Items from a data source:

***

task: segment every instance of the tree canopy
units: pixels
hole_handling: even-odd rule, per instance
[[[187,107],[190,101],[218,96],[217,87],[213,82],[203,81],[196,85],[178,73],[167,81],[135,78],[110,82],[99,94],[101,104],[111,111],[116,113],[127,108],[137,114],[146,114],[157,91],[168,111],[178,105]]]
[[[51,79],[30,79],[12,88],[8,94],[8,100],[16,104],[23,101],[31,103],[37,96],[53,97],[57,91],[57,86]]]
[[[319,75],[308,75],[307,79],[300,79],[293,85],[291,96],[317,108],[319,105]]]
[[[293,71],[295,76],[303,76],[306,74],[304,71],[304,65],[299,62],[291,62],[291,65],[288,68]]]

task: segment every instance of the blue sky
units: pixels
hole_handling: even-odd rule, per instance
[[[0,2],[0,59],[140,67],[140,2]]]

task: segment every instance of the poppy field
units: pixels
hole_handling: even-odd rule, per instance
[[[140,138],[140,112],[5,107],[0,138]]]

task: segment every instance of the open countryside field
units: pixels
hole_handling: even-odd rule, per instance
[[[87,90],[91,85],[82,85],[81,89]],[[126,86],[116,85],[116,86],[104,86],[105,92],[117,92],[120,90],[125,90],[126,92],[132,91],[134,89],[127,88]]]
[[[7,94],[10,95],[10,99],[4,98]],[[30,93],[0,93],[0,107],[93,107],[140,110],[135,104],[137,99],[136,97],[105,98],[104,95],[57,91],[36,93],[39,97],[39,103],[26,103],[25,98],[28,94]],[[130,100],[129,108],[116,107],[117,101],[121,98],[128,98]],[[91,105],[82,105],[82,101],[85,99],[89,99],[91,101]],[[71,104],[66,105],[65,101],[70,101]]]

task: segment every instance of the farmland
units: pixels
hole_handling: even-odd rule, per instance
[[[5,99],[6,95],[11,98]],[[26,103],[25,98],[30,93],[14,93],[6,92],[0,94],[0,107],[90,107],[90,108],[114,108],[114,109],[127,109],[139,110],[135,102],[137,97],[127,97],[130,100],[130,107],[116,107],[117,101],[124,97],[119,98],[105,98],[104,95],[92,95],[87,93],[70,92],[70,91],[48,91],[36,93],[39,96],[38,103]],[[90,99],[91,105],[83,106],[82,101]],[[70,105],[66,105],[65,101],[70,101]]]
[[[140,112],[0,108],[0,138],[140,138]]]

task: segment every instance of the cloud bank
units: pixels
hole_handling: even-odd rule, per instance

***

▶ [Your task]
Rewrite the material above with "px" in place of every "pixels", leaving all else unchanged.

▶ [Result of this task]
task: segment every instance of the tree canopy
units: px
hole_handling: even-odd rule, per instance
[[[187,107],[190,101],[218,96],[217,87],[213,82],[203,81],[196,85],[178,73],[167,81],[135,78],[110,82],[99,94],[101,104],[111,111],[116,113],[127,108],[137,114],[146,114],[157,91],[168,111],[178,105]]]
[[[51,79],[30,79],[12,88],[8,94],[8,100],[16,104],[23,101],[31,103],[37,96],[53,97],[57,91],[57,86]]]
[[[319,75],[308,75],[307,79],[300,79],[293,85],[291,96],[317,108],[319,105]]]
[[[293,71],[295,76],[303,76],[306,74],[304,71],[304,65],[299,62],[291,62],[291,65],[288,68]]]

task: segment every instance of the blue sky
units: px
hole_handling: even-odd rule, per instance
[[[0,2],[0,59],[140,67],[140,2]]]

task: segment every instance of the poppy field
units: px
hole_handling: even-odd rule, per instance
[[[140,138],[140,112],[5,107],[0,138]]]

task: segment every instance of the open countryside field
units: px
hole_handling: even-odd rule, per instance
[[[87,90],[91,85],[82,85],[81,89]],[[126,86],[116,85],[116,86],[104,86],[105,92],[117,92],[120,90],[125,90],[126,92],[132,91],[134,89],[127,88]]]
[[[7,94],[10,95],[10,99],[4,98]],[[30,93],[0,93],[0,107],[93,107],[140,110],[135,104],[137,99],[136,97],[105,98],[104,95],[57,91],[36,93],[39,97],[39,103],[26,103],[25,98],[28,94]],[[130,100],[129,108],[116,107],[117,101],[121,98],[128,98]],[[91,105],[82,105],[82,101],[85,99],[89,99],[91,101]],[[71,104],[66,105],[65,101],[70,101]]]

task: segment every instance of the farmland
units: px
hole_handling: even-odd rule, per instance
[[[5,99],[6,95],[11,98]],[[26,103],[25,98],[30,93],[14,93],[6,92],[0,94],[0,107],[90,107],[90,108],[114,108],[114,109],[127,109],[139,110],[135,102],[137,97],[127,97],[130,100],[130,107],[116,107],[117,101],[124,97],[119,98],[105,98],[104,95],[92,95],[87,93],[70,92],[70,91],[48,91],[36,93],[39,96],[38,103]],[[90,99],[91,105],[83,106],[82,101]],[[70,105],[66,105],[65,101],[70,101]]]
[[[140,112],[0,108],[0,138],[140,138]]]

task: segment every instance of the cloud bank
units: px
hole_handling: even-odd rule, per instance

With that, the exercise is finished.